- Exercise task -
Your task is to copy the listing exactly, with the pictures left out.

Stored records
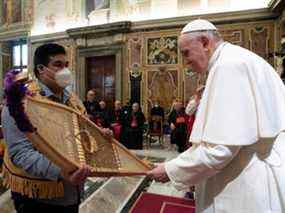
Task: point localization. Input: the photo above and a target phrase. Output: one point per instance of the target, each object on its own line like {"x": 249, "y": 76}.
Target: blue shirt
{"x": 25, "y": 156}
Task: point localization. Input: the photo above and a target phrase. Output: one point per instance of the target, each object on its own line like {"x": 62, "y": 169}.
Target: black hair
{"x": 43, "y": 54}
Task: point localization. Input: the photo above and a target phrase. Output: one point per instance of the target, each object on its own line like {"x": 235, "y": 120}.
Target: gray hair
{"x": 212, "y": 34}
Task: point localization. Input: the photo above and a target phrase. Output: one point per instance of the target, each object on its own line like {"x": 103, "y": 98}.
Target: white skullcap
{"x": 198, "y": 25}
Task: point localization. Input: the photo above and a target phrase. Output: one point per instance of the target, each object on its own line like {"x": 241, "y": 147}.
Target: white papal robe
{"x": 237, "y": 162}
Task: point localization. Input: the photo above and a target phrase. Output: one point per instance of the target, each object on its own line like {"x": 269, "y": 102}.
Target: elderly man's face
{"x": 102, "y": 104}
{"x": 118, "y": 105}
{"x": 194, "y": 53}
{"x": 135, "y": 107}
{"x": 91, "y": 96}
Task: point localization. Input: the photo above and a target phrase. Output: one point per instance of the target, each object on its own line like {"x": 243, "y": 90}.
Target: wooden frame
{"x": 134, "y": 165}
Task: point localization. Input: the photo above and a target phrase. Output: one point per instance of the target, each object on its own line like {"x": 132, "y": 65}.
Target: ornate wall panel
{"x": 233, "y": 36}
{"x": 162, "y": 50}
{"x": 259, "y": 41}
{"x": 162, "y": 86}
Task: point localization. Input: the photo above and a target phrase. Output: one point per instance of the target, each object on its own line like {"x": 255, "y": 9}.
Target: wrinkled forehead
{"x": 186, "y": 39}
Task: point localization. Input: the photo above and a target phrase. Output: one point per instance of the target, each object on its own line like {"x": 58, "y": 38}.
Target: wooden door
{"x": 101, "y": 72}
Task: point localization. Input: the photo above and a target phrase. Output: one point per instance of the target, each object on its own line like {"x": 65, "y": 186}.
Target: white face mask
{"x": 63, "y": 77}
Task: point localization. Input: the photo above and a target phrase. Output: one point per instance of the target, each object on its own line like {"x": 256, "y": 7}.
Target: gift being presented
{"x": 66, "y": 136}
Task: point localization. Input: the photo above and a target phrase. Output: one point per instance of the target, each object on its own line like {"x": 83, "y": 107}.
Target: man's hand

- Task solution -
Task: point localization. Input: the photo above and a target phrase. Output: one point per instance of the target, each object on its own line like {"x": 249, "y": 76}.
Target: blue shirt
{"x": 25, "y": 156}
Task: point localization. Input: the photo above and a target phrase. Output: one point per instance of the target, each object on its own line like {"x": 62, "y": 169}.
Target: black hair
{"x": 43, "y": 54}
Task: point localization. Input: the photo above and a target phrase. Output: one point per instance of the target, each object on its own line like {"x": 235, "y": 120}.
Target: gray hair
{"x": 212, "y": 34}
Task: point localization. Input: the photo above and a target phrase. Output: one point per instance of the target, each object on its own line like {"x": 103, "y": 98}.
Target: white skullcap
{"x": 198, "y": 25}
Task: point localization. Input: the photo above and a target phrase. Output: one point per instance of the target, each object on its own line like {"x": 241, "y": 147}.
Target: white papal robe
{"x": 237, "y": 162}
Task: point localization. Input: the photo above and a target phrase. Output: one point per instance of the target, each object on its own line like {"x": 269, "y": 102}.
Target: elderly man's face
{"x": 102, "y": 104}
{"x": 118, "y": 105}
{"x": 194, "y": 53}
{"x": 135, "y": 107}
{"x": 91, "y": 96}
Task: point localization. Input: the photo above and a target phrase. Output: one point per instance of the target, each object on its own line like {"x": 243, "y": 90}.
Target: wooden frame
{"x": 134, "y": 165}
Task: point localization. Input: the photo above and a target phrase. Output: one point per instance of the target, each object on its own line like {"x": 132, "y": 65}.
Target: ornate wall panel
{"x": 233, "y": 36}
{"x": 162, "y": 50}
{"x": 259, "y": 41}
{"x": 162, "y": 86}
Task: point localization. Input: the photo above and a target phrase. Output: one point per instance of the target, each object on its own line like {"x": 255, "y": 9}.
Target: wrinkled forehead
{"x": 186, "y": 39}
Task: point localization. Input: the photo above and a target phrase. Output: one point per instance of the target, each object on its own line like {"x": 58, "y": 38}.
Target: wooden door
{"x": 101, "y": 72}
Task: point localization. Input: the photo above and a target phrase. Output: one point per instance of the target, each object on its own line like {"x": 65, "y": 186}.
Target: white face mask
{"x": 63, "y": 77}
Task: point localization. Input: the photo above and a target phrase. Output: one point per instance of the target, each object on its own line like {"x": 256, "y": 7}.
Target: gift being presented
{"x": 66, "y": 136}
Task: point localization. Input: the photo above and a target phrase. Output: one point per instance of the target, each object on its own line like {"x": 83, "y": 107}.
Target: man's hand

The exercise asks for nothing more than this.